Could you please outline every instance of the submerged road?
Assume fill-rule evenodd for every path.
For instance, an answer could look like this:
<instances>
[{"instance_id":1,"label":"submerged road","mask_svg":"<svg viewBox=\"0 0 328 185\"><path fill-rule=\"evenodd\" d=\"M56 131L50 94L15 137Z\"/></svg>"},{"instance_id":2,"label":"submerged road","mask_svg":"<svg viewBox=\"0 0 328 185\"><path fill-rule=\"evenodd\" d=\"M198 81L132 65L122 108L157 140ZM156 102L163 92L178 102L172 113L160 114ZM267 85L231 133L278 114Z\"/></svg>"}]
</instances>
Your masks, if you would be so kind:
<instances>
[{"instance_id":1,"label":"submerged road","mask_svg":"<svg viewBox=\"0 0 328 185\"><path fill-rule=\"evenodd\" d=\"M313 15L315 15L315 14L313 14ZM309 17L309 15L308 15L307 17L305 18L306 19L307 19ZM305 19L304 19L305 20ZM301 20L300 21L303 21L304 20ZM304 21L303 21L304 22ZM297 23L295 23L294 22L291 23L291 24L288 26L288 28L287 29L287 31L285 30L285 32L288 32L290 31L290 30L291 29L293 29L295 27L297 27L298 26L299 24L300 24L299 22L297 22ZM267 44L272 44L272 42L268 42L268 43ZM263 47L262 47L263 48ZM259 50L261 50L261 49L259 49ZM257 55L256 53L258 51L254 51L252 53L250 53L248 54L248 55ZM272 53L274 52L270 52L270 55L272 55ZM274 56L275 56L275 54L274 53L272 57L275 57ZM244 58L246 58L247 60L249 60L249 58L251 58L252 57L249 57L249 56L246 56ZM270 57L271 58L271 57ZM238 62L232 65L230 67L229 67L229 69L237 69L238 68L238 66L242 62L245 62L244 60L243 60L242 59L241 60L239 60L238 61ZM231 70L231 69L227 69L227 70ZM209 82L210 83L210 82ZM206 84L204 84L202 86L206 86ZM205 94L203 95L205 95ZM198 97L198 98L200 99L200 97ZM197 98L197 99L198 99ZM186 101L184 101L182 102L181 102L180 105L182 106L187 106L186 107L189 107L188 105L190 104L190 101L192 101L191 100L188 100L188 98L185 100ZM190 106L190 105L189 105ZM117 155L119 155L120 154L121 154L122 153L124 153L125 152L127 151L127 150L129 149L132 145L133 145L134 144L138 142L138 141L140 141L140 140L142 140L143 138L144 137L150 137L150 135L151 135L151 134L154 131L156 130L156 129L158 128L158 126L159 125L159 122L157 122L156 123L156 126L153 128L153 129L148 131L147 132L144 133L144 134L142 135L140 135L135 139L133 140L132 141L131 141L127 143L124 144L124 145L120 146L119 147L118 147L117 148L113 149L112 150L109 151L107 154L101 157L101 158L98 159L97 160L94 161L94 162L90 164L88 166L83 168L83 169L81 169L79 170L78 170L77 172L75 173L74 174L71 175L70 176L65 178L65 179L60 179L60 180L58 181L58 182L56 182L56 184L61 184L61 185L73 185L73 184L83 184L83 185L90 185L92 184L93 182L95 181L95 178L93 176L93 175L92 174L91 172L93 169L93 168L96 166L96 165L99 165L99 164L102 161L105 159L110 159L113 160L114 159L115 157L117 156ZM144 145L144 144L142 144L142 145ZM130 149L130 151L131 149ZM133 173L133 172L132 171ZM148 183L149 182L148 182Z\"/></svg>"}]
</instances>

○ ○ ○ ○ ○

→ **Work instructions**:
Count the lines in the records above that contain the word "every". Reply with the number alone.

→ **The result**:
2